• **SUPPLIED MATERIAL**
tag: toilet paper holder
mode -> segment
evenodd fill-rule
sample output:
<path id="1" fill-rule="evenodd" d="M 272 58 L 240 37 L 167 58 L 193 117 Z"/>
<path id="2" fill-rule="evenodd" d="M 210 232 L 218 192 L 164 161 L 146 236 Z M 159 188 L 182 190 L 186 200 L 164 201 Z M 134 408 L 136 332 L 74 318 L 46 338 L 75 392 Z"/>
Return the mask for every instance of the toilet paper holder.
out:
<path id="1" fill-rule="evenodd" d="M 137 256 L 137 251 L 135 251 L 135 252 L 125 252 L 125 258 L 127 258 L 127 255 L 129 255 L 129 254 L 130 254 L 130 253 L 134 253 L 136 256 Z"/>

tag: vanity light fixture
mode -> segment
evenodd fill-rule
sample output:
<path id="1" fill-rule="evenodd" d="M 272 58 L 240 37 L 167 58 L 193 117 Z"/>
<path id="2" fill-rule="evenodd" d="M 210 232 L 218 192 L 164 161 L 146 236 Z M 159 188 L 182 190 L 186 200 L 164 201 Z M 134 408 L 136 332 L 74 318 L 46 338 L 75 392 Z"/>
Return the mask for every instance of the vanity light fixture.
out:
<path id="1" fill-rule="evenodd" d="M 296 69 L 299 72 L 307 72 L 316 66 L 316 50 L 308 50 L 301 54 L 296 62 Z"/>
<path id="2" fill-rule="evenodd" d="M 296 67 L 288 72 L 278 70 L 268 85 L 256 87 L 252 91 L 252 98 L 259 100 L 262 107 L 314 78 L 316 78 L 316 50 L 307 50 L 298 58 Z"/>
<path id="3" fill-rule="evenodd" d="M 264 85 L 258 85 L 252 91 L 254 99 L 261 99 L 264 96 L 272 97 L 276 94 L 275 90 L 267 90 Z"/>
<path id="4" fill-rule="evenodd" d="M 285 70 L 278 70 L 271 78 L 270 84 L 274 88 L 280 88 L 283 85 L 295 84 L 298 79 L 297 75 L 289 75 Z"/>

• **EXERCISE GOAL**
Copy the data exactly, starting at the line containing "tag: vanity light fixture" and continuing through the end of the data.

• **THE RESULT**
tag: vanity light fixture
mode -> segment
evenodd fill-rule
sample output:
<path id="1" fill-rule="evenodd" d="M 272 58 L 240 37 L 167 58 L 193 117 Z"/>
<path id="2" fill-rule="evenodd" d="M 210 232 L 218 192 L 164 161 L 146 236 Z M 159 188 L 182 190 L 186 200 L 164 201 Z M 134 408 L 136 332 L 74 318 L 46 338 L 75 392 Z"/>
Return the mask for every instance of the vanity light fixture.
out:
<path id="1" fill-rule="evenodd" d="M 296 69 L 299 72 L 307 72 L 316 66 L 316 50 L 308 50 L 301 54 L 296 62 Z"/>
<path id="2" fill-rule="evenodd" d="M 296 67 L 288 72 L 278 70 L 268 85 L 256 87 L 252 91 L 252 98 L 259 100 L 262 107 L 314 78 L 316 78 L 316 50 L 307 50 L 298 58 Z"/>
<path id="3" fill-rule="evenodd" d="M 264 85 L 258 85 L 252 91 L 254 99 L 261 99 L 264 96 L 272 97 L 276 94 L 275 90 L 267 90 Z"/>
<path id="4" fill-rule="evenodd" d="M 285 70 L 278 70 L 271 78 L 270 84 L 274 88 L 280 88 L 283 85 L 295 84 L 298 79 L 297 75 L 289 75 Z"/>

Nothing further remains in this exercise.